Q: How and when did you find Yoga and your personal practice?

Lu: I was 23, searching for the meaning of love. I had had boyfriends I truly loved with all my heart. Then something would happen, it wouldn’t work out, and suddenly there was no love anymore, so the whole notion of love was confusing for me. Around the same time, a friend of mine who lived next door had the book “Yoga for Americans” by Indra Devi. That book was the beginning of my yoga practice, my asana (postures/physical) practice. I did asana for an hour every day. I had always been athletic, but even in my early twenties, I had already begun to have low back pain and other physical issues. I realized I needed to give my body 60 minutes (of yoga) a day.

I was working with the elderly for OAS (Old Age Security) then. I had about 200 people on my caseload that I saw everyday, in homes or nursing homes.  I saw what happens to the human body, mind, soul, and heart from the age of 60 and above. I realized I needed to take care of myself if I was going to be (the age I am now) and remain healthy, vital, and youthful. In those days people didn’t exercise; there was no yoga. I realized then, early on, that I needed to take care of myself —  no one else was going to do that for me.

I soaked up (the knowledge of) teachers wherever I could, because there weren’t very many teachers at that time (in the early ‘70s).  That’s also when I discovered J. Krishnamurti and began to explore the meaning of love and consciousness. Krishnamurti was my Raja Yoga teacher. Physical postures were easy for me; easy to practice and easy to teach. It was the yoga philosophy that was very challenging, and that’s what my students tell me too. Thank goodness it’s there (the philosophy), because yoga is not only asana. We often hear asana used synonymously with yoga; we use the word “yoga,” when we really mean asana.

Yoga has been my profession, my life, and my heart since then.

Q: When did you start teaching “inside” (the prisons)?

Lu: I started this work while immersed in Peace Studies at the University of Hawaii, for a class project, in 1992. I went in for a study and wrote a report. I was working with a social worker there. He was really wonderful; he attended my classes with me in the beginning. I started teaching in the “High” (special holding) area. Once I finished with the class, I was so passionate about the work, I just figured out a way to hang out.  In 1998, I received a stipend to teach with the Department of Public Safety, and that lasted until 2008. I then taught for six years or so, as a volunteer, before I finally asked for pay. Last year we received a legislative grant, which allowed me to hire three more teachers and start more classes. Unfortunately, we did not get the second grant, so it’s been challenging. That’s why it’s important to get the word out — especially to yogis — that we need help; in this case, funds to keep the program running.

============================================================

**Brief A**
Please output the entries word for word, starting at their first line and running up to and including the line with "[[306, 113], [171, 114], [84, 122]]".

============================================================

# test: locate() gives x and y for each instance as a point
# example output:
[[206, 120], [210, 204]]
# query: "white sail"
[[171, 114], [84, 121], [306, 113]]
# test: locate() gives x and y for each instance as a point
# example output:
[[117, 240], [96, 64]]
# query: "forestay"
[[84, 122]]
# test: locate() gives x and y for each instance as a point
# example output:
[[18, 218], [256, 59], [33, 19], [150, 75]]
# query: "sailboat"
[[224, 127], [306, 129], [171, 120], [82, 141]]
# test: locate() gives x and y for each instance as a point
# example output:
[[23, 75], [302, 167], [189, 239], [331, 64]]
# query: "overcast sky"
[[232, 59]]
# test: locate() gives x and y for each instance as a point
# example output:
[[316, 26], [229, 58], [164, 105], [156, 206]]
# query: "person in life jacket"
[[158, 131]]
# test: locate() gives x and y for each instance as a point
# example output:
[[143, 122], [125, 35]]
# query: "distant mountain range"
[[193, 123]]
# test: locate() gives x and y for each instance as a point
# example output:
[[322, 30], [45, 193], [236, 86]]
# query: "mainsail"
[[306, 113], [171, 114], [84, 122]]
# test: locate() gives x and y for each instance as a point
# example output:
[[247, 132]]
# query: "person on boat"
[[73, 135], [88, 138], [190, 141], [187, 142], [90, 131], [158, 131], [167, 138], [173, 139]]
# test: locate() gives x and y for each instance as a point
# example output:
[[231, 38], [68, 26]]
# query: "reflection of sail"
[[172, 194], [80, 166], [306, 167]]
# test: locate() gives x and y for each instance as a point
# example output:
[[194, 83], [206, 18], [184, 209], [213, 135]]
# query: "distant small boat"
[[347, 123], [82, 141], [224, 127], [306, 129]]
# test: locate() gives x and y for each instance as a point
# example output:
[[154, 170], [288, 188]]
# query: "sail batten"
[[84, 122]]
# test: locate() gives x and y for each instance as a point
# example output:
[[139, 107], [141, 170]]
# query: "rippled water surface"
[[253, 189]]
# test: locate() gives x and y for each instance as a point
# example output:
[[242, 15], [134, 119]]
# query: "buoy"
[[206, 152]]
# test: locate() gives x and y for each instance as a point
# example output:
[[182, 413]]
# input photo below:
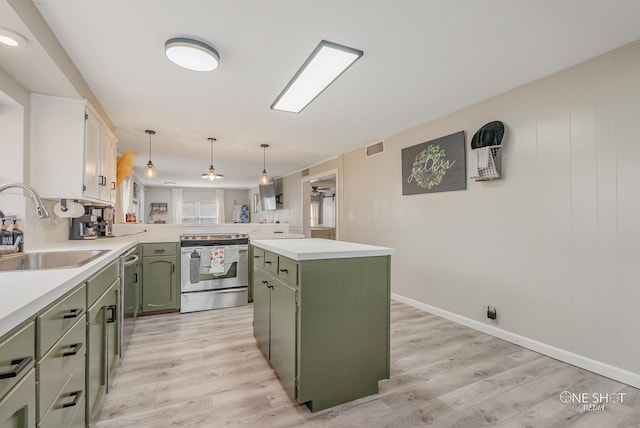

============================================================

**Brief B**
Pick up the yoga interview after its last sentence and keep it going.

**Right answer A**
# test: locate() gives x and y for each instance as a point
# example output:
[[206, 120], [210, 204]]
# query: "white sail"
[[171, 114], [84, 121], [306, 113]]
# test: locate() gives x and y for each instance as a point
# example output:
[[117, 240], [96, 64]]
# query: "forestay"
[[84, 122]]
# test: locate() gives x and y for each instance as a point
# example output:
[[18, 218], [256, 59], [33, 19], [150, 75]]
# query: "sailboat"
[[224, 127], [306, 129], [171, 120], [82, 141]]
# test: locate() gives x and y for each instance as a point
# example output:
[[23, 75], [302, 167], [189, 239], [331, 64]]
# query: "overcast sky"
[[232, 59]]
# test: locate() gives x and y for each instance as a point
# example output:
[[316, 26], [229, 58], [164, 105], [156, 206]]
# query: "person in life jacket"
[[158, 131]]
# test: locate() gives x and y for each instance as a point
# example output:
[[143, 122], [125, 35]]
# query: "distant mountain range"
[[193, 123]]
# test: locate() gives x and y for each instance as a point
# example output:
[[322, 30], [45, 193], [236, 86]]
# query: "mainsail"
[[306, 113], [171, 114], [84, 122]]

**Right answer B**
Q: What was your motivation to teach inside?

Lu: I lived in Alaska for three-and-a-half years, and, for the first time in my life, I understood what “cabin fever” was. The practice of yoga and asana really saved my life there. I had been thinking for a long time how wonderful asana practice could be for people who were incarcerated, because they’re so isolated. That was my motivation. I wanted to do it so bad, I was really fired up for it, and I found that I couldn’t just knock on the door (at the prison) and say “can I come in?”  At the time, nobody knew what yoga was, so I had trouble getting students, so we called it “stress management.”  I always had a full class.  People don’t realize that yoga was rare then; it is ubiquitous now. 

Q: How has teaching inside affected or changed you?

Lu: I think you go in there with empathy and compassion. If you didn’t have those things you wouldn’t be interested in doing it. In my career, I’ve taught all kinds of people, and this seems to be the most needed. You gotta get these guys to find the kindness within themselves and the compassion and forgiveness within themselves, because we have a real problem on this planet, we have a “male crisis of consciousness.” Being able to work with them and understand their humanity,  I’ve learned more about myself; that kind of depth of understanding is unique. The practice of yoga has always been about service to me.